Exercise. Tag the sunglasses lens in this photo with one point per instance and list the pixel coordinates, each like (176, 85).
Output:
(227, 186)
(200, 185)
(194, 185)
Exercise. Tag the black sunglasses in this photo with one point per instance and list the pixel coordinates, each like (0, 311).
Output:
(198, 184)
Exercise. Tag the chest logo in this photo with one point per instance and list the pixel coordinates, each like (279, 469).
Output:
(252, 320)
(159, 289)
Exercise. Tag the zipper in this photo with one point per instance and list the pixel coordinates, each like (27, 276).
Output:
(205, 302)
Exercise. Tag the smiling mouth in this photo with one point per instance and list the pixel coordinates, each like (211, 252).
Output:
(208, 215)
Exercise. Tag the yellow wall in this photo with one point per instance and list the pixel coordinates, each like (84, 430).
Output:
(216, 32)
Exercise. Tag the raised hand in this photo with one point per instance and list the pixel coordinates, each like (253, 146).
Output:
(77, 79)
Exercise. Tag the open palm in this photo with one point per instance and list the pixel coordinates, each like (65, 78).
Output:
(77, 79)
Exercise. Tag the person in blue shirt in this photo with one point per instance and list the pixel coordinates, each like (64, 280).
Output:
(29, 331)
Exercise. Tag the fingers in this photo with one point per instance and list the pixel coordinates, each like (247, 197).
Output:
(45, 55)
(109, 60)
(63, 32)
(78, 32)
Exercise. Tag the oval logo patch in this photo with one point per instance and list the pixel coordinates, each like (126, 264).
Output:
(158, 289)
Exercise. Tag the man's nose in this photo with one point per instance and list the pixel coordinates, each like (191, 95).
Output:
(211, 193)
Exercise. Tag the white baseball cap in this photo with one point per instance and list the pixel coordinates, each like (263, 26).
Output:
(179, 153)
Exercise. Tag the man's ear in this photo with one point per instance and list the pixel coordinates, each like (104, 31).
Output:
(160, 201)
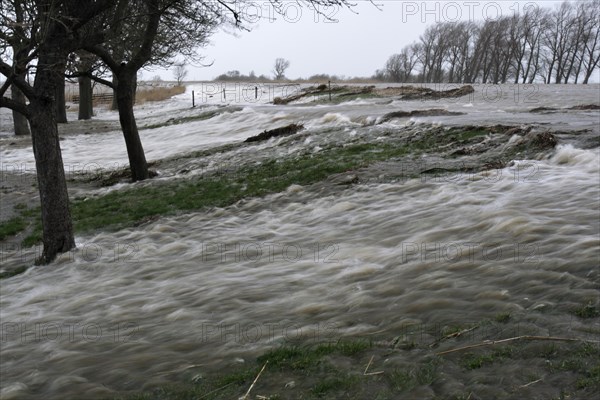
────────
# [Set problem]
Return every one of the records above line for line and unchanged, but leave the picture out.

# [The reply]
Exercise. Tag the sunglasses lens in this photo with one point per instance and list the pixel coordinates, each like (176, 85).
Output:
(227, 186)
(200, 185)
(194, 185)
Exercise. Tag the black sunglasses in this photo with one point per instance and list the pixel coordinates, each like (0, 311).
Output:
(198, 184)
Exercise. Tag the chest logo in this photo with one point per instance and list the pixel coordinates, each like (279, 469).
Output:
(252, 320)
(159, 289)
Exercise. Tag the zipper in this photo with one point per instance and list the pixel coordinates, each like (27, 276).
Output:
(205, 302)
Exercise. Tag the smiling mouth in this photo with one point per instance and list the pixel coordinates, each like (211, 252).
Output:
(208, 215)
Exercise. Tag the yellow wall in this photo with one point per instance and list the pixel coordinates, each like (84, 430).
Output:
(216, 32)
Exercise. Tag the raised hand in this photo with one point per instance and list the pixel coordinates, each like (253, 146).
Output:
(77, 79)
Exercise. Tag the open palm in this photo with one point per instance and list the pixel coordinates, each like (65, 78).
Output:
(77, 79)
Exercise. Tag the person in blue shirt in this photo with one point per instance and list the pixel coordinates, each like (64, 280).
Output:
(29, 331)
Exercise. Tag the fingers in this photo with one point per instance and list the pixel coordinates, each like (247, 197).
Output:
(45, 55)
(109, 60)
(63, 32)
(78, 32)
Exercise. Tag the oval logo patch in this photo with one point per instance and list the pixel coordinates, each like (126, 264).
Output:
(158, 289)
Exercise. Tag the man's nose in this photo with one point per instance and list the pixel coordinates, each like (191, 95).
Output:
(211, 193)
Exercise. Tag the white baseball cap in this photo with one point per instance and list the pixel coordinates, each like (263, 26).
Output:
(179, 153)
Exercise. Tag the man's ear in this photo with one point per instance and list the pixel coordinates, each like (104, 31).
Output:
(160, 201)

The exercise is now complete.